__Article__
[QODLink]
Europe
Serbs jailed over Croatia massacre
War crimes court sentences 13 Serbians to jail for killing 200 Croats in 1991.
Last Modified: 12 Mar 2009 20:36 GMT

Serbia looks to punish those responsible for atrocities committed under the rule of Milosevic [File: EPA]

Serbia's war crimes court has jailed 13 Serbians for the 1991 killing of 200 Croats in one of the worst massacres of the Balkan conflicts of the 1990s.

The court judges handed the maximum 20-year sentence to seven of the former soldiers, six others were imprisoned for between five and 15 years.

The killings took place in November 1991 at a pig farm near the eastern Croatian town of Vukovar during Croatia's war for independence.

The case has been seen as a test of the Serbian judiciary's ability to punish Serbs responsible for atrocities committed during the wars that took place under the rule of Slobodan Milosevic, the former president.

'Inhumanely treated'

The Croatians, who were prisoners of war, were separated into groups of seven to eight and sprayed with machine-gun fire before their bodies were dumped into a mass grave.

Those showing signs of life were shot in the head with pistols.

Vesko Krstajic, the chief judge, said: "The defendants are guilty because they killed, tortured and inhumanely treated the war prisoners."

__Task 1__
Repeat the part of the article on the Vukovar massacre sentences from "Serbia's war crimes" up to and including "and 15 years.".
__Task 2__
According to the article on the Vukovar massacre sentences, where did the November 1991 killings take place?
__Task 3__
Carry the article on the Vukovar massacre sentences further, starting after its last sentence.
The material after the article on the Vukovar massacre sentences is not needed.

Pointing records:
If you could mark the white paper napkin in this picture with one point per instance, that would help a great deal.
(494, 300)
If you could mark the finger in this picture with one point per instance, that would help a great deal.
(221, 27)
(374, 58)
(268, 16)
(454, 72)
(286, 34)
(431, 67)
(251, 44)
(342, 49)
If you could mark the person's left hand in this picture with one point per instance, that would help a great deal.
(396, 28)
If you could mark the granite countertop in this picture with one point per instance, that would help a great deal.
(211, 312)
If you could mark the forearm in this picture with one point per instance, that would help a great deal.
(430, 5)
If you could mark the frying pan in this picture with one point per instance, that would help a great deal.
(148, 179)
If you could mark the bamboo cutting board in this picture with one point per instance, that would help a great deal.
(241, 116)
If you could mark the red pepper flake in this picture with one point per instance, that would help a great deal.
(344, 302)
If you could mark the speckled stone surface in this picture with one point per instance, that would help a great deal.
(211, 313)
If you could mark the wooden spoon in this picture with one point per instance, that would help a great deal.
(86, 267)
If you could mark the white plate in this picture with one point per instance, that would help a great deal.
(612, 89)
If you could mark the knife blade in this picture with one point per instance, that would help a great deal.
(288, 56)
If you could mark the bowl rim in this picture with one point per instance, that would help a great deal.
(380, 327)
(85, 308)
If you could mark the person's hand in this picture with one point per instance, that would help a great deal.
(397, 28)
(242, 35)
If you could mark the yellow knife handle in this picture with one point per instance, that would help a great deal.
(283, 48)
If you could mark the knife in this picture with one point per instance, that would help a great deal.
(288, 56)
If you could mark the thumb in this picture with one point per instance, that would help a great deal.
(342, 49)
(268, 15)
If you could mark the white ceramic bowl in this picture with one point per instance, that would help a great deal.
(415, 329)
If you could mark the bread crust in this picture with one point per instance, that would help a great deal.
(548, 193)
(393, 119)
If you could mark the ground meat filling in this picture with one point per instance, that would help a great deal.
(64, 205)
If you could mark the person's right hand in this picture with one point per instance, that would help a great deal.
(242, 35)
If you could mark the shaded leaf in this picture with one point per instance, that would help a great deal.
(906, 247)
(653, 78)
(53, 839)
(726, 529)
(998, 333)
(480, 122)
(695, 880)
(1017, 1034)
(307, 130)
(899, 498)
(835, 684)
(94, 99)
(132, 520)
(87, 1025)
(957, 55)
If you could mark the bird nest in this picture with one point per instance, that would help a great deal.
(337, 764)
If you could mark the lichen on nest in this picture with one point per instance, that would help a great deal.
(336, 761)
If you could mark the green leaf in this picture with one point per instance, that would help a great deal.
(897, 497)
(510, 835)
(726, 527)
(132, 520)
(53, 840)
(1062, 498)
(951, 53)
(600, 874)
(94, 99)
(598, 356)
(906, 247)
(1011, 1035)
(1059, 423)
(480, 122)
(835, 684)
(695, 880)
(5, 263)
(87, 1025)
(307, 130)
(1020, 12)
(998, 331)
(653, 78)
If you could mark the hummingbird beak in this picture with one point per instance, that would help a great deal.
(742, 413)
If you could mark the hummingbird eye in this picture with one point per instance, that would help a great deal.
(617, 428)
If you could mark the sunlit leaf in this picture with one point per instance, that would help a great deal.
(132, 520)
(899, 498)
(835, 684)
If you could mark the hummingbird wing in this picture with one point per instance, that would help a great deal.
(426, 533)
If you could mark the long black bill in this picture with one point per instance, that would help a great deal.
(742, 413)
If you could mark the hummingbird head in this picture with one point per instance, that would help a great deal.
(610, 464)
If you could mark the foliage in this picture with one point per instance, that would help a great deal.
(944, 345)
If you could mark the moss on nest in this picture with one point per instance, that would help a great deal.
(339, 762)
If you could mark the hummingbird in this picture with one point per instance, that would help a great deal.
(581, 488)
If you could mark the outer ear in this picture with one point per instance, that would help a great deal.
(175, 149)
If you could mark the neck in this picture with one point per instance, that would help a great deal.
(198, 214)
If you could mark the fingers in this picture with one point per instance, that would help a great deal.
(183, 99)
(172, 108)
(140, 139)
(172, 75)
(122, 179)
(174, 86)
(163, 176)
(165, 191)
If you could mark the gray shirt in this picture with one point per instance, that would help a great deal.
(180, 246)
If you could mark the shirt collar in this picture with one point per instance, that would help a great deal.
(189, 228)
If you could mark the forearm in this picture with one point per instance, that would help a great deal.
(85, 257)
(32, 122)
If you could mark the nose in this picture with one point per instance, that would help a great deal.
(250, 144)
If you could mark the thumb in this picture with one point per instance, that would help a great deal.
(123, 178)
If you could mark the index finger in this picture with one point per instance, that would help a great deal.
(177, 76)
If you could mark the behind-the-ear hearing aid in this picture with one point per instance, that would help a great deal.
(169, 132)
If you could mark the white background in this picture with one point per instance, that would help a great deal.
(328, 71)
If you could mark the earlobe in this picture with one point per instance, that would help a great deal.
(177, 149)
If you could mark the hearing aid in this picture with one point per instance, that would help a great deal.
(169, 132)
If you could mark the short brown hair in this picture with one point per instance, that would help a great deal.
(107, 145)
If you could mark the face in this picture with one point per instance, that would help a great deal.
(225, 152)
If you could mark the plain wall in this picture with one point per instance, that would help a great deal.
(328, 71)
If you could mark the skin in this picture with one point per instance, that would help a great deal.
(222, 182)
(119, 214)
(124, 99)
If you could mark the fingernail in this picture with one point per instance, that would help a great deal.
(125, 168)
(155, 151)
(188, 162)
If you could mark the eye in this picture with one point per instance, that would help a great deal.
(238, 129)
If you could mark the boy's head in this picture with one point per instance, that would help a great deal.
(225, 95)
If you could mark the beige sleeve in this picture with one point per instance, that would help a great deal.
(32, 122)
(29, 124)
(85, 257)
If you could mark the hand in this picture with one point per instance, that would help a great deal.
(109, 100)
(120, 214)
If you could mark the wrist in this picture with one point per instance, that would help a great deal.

__Written answer 1__
Serbia's war crimes court has jailed 13 Serbians for the 1991 killing of 200 Croats in one of the worst massacres of the Balkan conflicts of the 1990s.

The court judges handed the maximum 20-year sentence to seven of the former soldiers, six others were imprisoned for between five and 15 years.

__Written answer 2__
At a pig farm near the eastern Croatian town of Vukovar.

__Written answer 3__
Bruno Vekaric, the prosecution spokesman, said: "The seven maximum sentences should represent some satisfaction for the victims' families."

Five of the 18 defendants were acquitted in the rulings, made at the end of a retrial which was ordered after the supreme court overturned the original verdicts reached in 2005.

Prosecutors said they would appeal against the acquittals.

Gunned down

Some of the victims' family members were not satisfied with the verdict because of the acquittals.

Marica Skulic, whose 26-year-old son was killed, said: "This verdict won't get me back my son. My only hope is that it will help that such crimes never happen again."

Croatia's 1991 declaration of independence from the former Yugoslavia triggered a rebellion by its ethnic Serbs, who with Belgrade's backing captured a third of the republic's territory.

The rebellion was crushed in 1995, and Croatia recaptured the territory.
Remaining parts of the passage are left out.